* [WHAT YOU WILL DO]:
1 - Do the following statements agree with the Tonkinese breed profile below? Answer yes or no for each, quoting the words of the profile that decide it.
(a) The Tonkinese is a mix of the Siamese and Burmese.
(b) The Tonkinese was bred to have a louder voice than the Siamese.
(c) The profile gives the Tonkinese a longevity of 15-20 years.
2 - In the Tonkinese breed profile below, what weight range is listed for males?
3 - Continue the Tonkinese breed profile below from the point where it stops.

* [DOCUMENT SEGMENT]:
──────
Tonkinese

Energy & Playfulness
Affection & Handling
Likes To Be Alone
Vocal
Intelligence
Health
Grooming & Shedding
Kid Friendly
Other Pets

Size

Eye Color

Fur 

Male: 8-12lbs
Female: 8-10lbs
Blue
Short
Glossy, Smooth

Colors

Patttern

Longevity

Platinum, Champagne, Natural, Blue
Solid, Milk, Pointed
9-13 Years

Overview

A mix of the Siamese and Burmese, the Tonkinese was created to find a cat that was the best of both worlds. A less annoying voice than the Siamese but the loving and affectionate nature of the Burmese. The result was a small, dark-brown cat that we know as the Tonkinese. Originally referred to as the “Golden Siamese”, the original breeds first appeared in the 1950’s.

Shortly after, cat associations began registering the Tokinese and eventually other cat breeds societies recognized them shortly after. The name was orignally spelled “Tonkanese” but shortly after the Vietnam War, the spelling was switched to Tokinese to make people think of The Bay of Tonkin in Vietnam. The Tokinese breed has no association with Vietnam in any capacity.
──────
* [DATA SHOWN]:
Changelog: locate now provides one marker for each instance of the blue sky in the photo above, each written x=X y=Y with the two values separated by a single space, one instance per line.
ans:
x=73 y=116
──────
* [ANSWER SET]:
1 -
(a) Yes: "A mix of the Siamese and Burmese"
(b) No: "A less annoying voice than the Siamese"
(c) No: "9-13 Years"

2 - 8-12 lbs

3 -
Personality

Similar to his 50% half of Siamese, the Tonkinese is intelligent and highly active. They enjoy being at the highest point in the house and looking down upon all the action. They are capable of complex puzzles and leash walking, much like the Siamese and can eve learn to do tricks provided you give them a strong enough rewards. The Tokinese is a stubborn breed that wants to do things their way, but their affable personality makes them lovable and stubborn at the same time.

His nickname is The Tonk. He’ll never stop thirsting for attention and likely won’t stop until you give him the focus and affection he feels he deserves. The Tonkinese will follow you around from room to room, patiently watching your every activity and occasionally chirping in with his opinions. If you’re a career professional with no family at home to keep him active, it’s probably best to consider another friend to keep him entertained and occupied.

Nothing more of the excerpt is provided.